- Work task
Begin at the line containing "Isolate the wooden" in the data below and go on through the line containing "Isolate the concrete", repeating each line exactly; include both ends and no other line.

◇ ◇ ◇

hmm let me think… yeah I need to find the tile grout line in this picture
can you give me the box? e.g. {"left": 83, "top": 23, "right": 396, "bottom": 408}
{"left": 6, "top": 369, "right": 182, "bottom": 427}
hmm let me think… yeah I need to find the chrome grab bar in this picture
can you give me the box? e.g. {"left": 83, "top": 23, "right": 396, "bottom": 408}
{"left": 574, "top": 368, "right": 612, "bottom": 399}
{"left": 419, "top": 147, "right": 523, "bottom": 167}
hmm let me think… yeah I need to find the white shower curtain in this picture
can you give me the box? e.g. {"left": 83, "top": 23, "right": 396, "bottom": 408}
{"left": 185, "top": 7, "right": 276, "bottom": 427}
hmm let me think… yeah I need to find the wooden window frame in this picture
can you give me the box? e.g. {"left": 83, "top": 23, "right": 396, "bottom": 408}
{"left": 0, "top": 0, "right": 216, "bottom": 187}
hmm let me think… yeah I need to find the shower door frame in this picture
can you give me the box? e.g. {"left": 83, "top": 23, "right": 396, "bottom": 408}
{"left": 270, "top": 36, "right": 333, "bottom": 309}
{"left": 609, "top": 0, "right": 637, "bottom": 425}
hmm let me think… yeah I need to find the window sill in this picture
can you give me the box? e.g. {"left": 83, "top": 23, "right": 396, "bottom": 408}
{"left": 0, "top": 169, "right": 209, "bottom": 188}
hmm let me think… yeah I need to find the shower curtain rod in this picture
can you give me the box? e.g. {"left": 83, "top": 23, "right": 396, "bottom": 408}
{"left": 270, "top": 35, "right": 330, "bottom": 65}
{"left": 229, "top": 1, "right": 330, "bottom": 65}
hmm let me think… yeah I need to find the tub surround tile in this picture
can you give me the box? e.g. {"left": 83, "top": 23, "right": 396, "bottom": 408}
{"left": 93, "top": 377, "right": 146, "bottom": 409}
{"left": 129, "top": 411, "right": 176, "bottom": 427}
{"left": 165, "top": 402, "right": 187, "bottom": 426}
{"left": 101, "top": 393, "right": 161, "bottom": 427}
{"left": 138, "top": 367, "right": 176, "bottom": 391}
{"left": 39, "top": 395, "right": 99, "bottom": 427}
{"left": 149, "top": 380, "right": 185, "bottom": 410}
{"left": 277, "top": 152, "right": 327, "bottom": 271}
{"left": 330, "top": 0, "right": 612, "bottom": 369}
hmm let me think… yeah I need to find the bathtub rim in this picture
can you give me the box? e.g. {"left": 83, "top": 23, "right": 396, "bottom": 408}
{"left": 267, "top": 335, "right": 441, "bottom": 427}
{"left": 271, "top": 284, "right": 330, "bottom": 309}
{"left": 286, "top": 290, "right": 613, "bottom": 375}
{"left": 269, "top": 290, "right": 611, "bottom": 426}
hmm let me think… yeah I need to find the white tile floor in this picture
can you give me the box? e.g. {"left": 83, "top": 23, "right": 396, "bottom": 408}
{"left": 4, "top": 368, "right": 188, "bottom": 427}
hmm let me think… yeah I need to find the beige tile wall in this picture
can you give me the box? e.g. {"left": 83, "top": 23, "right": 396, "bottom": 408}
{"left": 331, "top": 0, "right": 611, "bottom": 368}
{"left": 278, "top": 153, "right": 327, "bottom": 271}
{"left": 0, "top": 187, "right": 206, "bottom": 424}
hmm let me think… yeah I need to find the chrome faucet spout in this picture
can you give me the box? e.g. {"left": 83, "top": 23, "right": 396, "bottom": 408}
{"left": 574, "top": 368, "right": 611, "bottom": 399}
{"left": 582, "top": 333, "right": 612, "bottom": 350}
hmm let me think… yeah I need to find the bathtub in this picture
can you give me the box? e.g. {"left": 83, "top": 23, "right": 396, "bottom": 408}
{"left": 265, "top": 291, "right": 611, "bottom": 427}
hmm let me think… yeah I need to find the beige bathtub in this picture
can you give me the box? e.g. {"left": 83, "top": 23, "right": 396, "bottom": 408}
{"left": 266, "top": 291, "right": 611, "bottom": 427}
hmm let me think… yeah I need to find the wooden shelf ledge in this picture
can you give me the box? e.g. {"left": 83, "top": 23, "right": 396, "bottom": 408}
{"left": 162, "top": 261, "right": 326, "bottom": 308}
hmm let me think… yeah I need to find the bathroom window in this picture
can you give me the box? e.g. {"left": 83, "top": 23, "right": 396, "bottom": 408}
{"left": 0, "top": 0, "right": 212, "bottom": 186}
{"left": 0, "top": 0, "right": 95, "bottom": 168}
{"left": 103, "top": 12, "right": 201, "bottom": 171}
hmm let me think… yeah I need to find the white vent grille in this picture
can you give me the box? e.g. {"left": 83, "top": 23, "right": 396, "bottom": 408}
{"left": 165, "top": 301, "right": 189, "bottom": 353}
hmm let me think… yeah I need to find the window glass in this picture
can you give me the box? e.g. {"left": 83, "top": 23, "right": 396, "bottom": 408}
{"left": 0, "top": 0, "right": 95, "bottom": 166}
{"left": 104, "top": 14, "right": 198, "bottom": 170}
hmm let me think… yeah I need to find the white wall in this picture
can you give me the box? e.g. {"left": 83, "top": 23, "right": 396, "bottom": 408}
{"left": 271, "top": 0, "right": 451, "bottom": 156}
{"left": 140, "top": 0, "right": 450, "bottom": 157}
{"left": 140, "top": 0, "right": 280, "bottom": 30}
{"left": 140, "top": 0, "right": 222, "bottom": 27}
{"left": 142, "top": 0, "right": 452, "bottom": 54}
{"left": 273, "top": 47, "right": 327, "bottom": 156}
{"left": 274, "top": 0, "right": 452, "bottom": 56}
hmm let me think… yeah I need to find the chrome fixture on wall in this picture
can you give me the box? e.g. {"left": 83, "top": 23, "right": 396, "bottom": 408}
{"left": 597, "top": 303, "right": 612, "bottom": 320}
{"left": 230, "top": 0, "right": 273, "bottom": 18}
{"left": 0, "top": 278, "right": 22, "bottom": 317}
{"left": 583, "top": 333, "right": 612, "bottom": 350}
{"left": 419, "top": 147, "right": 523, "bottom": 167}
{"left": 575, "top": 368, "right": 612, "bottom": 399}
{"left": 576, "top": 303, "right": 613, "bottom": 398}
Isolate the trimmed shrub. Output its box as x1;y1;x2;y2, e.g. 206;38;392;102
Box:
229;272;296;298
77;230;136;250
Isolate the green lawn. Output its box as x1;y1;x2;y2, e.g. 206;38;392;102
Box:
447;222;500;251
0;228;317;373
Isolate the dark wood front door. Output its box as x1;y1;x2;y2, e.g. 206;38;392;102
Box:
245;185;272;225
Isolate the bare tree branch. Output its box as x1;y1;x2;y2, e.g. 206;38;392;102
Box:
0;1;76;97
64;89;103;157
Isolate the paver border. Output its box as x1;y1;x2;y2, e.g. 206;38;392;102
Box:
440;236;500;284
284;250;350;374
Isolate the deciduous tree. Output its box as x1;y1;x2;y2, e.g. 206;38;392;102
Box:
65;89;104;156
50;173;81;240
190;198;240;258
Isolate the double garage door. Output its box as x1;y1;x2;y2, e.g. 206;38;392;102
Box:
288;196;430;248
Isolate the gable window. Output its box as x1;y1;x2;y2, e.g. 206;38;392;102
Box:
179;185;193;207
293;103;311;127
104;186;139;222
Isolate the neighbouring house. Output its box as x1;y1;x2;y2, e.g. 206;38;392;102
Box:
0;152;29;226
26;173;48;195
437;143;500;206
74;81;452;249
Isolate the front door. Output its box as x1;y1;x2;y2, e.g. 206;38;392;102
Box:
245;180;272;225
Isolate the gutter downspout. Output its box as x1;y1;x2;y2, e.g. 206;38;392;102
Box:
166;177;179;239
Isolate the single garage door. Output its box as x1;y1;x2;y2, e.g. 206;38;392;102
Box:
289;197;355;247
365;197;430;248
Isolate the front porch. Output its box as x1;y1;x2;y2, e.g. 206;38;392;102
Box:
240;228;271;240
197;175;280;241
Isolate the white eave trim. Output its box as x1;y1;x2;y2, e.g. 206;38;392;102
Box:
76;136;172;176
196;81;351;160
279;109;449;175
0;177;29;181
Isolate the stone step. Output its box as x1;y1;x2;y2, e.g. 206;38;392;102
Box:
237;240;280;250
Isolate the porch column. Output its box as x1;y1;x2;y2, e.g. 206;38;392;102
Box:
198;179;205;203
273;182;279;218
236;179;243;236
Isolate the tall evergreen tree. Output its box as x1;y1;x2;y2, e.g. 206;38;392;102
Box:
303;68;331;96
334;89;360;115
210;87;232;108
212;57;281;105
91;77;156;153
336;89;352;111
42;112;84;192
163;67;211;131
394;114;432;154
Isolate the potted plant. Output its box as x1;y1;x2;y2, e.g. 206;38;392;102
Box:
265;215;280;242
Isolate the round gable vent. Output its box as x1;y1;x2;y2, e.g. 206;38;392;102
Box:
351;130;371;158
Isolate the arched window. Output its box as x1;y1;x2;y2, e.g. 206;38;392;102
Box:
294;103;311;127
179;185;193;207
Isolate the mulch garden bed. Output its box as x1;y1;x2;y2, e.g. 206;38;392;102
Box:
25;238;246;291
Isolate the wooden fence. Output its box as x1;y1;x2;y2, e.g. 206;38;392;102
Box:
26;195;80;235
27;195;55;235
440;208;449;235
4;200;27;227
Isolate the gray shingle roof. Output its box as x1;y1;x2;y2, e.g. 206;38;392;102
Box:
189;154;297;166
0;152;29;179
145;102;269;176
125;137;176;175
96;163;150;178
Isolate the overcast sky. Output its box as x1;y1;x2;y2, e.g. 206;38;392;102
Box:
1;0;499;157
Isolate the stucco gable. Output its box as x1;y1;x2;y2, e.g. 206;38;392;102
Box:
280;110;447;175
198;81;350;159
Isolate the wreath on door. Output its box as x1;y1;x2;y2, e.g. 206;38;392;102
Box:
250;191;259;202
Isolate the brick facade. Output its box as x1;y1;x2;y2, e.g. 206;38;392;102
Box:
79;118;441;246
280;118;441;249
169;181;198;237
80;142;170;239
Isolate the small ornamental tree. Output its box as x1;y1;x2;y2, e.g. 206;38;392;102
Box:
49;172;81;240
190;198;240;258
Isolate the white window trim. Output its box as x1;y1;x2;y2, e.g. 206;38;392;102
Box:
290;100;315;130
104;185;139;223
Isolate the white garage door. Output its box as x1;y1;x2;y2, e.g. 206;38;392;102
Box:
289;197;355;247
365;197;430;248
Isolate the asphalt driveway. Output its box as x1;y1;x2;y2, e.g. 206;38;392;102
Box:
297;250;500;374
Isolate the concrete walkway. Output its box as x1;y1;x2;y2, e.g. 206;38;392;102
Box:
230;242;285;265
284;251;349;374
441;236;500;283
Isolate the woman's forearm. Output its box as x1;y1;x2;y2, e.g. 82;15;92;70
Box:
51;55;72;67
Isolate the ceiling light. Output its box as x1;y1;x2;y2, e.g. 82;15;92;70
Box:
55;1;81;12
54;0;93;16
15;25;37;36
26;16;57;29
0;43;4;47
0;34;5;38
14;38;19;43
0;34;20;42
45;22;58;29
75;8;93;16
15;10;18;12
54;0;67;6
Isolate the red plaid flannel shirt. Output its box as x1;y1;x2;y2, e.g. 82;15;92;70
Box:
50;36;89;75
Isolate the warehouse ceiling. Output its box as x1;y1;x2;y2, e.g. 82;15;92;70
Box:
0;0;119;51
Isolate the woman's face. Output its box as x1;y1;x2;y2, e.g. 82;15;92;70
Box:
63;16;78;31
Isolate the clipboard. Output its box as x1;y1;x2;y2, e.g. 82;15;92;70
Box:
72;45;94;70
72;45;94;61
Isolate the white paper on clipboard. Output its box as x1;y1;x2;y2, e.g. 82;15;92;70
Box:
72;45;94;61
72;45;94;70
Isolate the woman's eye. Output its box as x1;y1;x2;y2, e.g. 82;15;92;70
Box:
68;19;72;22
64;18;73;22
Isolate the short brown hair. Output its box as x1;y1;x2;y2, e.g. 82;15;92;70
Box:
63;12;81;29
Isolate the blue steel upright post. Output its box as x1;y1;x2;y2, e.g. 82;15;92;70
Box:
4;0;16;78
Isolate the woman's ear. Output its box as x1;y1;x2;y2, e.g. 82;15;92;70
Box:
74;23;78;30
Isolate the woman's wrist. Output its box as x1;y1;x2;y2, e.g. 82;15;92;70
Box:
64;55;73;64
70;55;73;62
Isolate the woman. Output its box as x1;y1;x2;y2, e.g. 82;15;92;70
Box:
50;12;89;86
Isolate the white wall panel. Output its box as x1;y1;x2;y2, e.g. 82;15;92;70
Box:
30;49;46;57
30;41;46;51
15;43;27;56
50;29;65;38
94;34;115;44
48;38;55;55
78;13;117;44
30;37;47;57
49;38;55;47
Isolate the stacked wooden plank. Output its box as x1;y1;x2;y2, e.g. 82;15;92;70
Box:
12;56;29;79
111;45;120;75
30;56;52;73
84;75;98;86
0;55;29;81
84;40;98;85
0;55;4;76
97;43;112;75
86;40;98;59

◇ ◇ ◇

- Task solution
Isolate the wooden fence. Output its box as x1;y1;x2;y2, e.g. 206;38;392;102
Box:
26;195;80;235
27;195;55;235
440;208;449;235
4;200;27;227
Isolate the gray shingle roof. Output its box as x1;y1;x2;y2, e.g. 206;38;392;102
Box:
189;154;297;166
0;152;29;179
145;102;269;176
125;137;176;175
96;163;150;178
Isolate the overcast sky. Output its box as x1;y1;x2;y2, e.g. 206;38;392;102
Box:
1;0;499;157
Isolate the stucco gable. Output its box as x1;y1;x2;y2, e.g. 206;38;392;102
Box:
280;110;447;175
198;81;350;159
Isolate the wreath on door. Output its box as x1;y1;x2;y2, e.g. 206;38;392;102
Box:
250;191;259;202
Isolate the brick facade. Output its box as x1;y1;x2;y2, e.g. 206;38;392;102
Box:
79;118;441;246
280;118;441;249
169;181;198;237
80;142;170;239
Isolate the small ornamental tree. Output its box as x1;y1;x2;y2, e.g. 206;38;392;102
Box:
49;172;81;240
190;198;240;258
Isolate the white window trim. Output its box as x1;y1;x2;y2, e.g. 206;38;392;102
Box:
290;100;315;130
104;185;139;223
Isolate the white garage door. Output its box as x1;y1;x2;y2, e.g. 206;38;392;102
Box:
289;197;355;247
365;197;430;248
Isolate the asphalt driveway. Output its box as x1;y1;x2;y2, e.g. 206;38;392;102
Box:
297;250;500;374
Isolate the concrete walkway. Output its box as x1;y1;x2;y2, e.g. 206;38;392;102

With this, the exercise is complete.